Passage to read -
Our hotel room wasn’t ready when we arrived because it was before noon. The free Wi-Fi in the lobby became our first contact point with our email in 10 days. Roger looked up after a few minutes and began laughing, “I feel like I have jet-lag. It is a sense-memory of always arriving on foreign soil after a long airplane ride and wanting to go to bed.”

Photo by Camilla

The room was soon ready, but we didn’t go to bed. The blooming Jacaranda lined streets of Lisbon opened up to us our first adventure in Portugal as we walked the cobbled sidewalks. In the evening, Linda and Manuel arrived at our hotel to take us to the Fado Club. After a glass of champagne, we hailed a taxi for the old part of town.

Manuel made reservations at a club that presented the renowned guitar player,Mario Pacheco. Our table was right in front of the performers. The first of the many food courses was finished when the lights went red and all the noise and eating stopped. Out walked 4 performers, 3 male instrumentalists and one female singer. Mario played a 12-string guitar, but it wasn’t like Roger’s. It was a Portuguese 12-string with six sets of two strings resembling a large mandolin. There was no amplification of the instruments, nor of the singer’s voices. The room filled with the soulful sounds of a nation’s heritage. The words were foreign to us but we were moved by the intense emotion.

Given problem 1 - Locate each line in the rows below that contains the word "green" and copy those lines out. Case counts.

[Part of a data file]
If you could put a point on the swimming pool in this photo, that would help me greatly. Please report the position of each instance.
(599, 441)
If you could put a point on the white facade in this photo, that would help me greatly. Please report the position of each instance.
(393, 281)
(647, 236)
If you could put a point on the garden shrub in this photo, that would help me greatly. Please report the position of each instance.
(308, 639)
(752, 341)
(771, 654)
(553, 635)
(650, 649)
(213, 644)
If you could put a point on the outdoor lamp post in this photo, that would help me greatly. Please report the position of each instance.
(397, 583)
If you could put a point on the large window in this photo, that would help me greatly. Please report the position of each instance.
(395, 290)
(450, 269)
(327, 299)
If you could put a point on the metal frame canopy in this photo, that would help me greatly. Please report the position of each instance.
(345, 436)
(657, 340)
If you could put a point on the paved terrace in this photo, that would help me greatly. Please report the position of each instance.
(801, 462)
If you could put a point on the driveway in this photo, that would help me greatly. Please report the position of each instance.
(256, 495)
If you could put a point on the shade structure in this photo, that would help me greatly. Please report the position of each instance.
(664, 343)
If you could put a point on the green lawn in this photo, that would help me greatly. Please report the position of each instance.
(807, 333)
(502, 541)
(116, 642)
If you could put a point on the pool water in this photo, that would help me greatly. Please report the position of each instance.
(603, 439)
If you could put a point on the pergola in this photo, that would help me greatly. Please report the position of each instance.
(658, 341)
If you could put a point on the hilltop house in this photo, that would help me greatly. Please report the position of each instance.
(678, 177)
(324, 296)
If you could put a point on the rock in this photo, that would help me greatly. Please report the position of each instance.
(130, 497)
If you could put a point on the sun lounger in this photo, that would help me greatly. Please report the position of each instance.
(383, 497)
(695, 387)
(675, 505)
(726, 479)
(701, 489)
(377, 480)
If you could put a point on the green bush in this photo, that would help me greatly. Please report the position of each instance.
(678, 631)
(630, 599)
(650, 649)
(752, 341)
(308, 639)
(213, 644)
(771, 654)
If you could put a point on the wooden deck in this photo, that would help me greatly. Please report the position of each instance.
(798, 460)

Given problem 2 - Reproduce word for word the stretch of the Lisbon travel passage starting with "Photo by Camilla" and going on through "part of town.".

Complete response 1 -
If you could put a point on the green lawn in this photo, that would help me greatly. Please report the position of each instance.
If you could put a point on the green bush in this photo, that would help me greatly. Please report the position of each instance.

Complete response 2 -
Photo by Camilla

The room was soon ready, but we didn’t go to bed. The blooming Jacaranda lined streets of Lisbon opened up to us our first adventure in Portugal as we walked the cobbled sidewalks. In the evening, Linda and Manuel arrived at our hotel to take us to the Fado Club. After a glass of champagne, we hailed a taxi for the old part of town.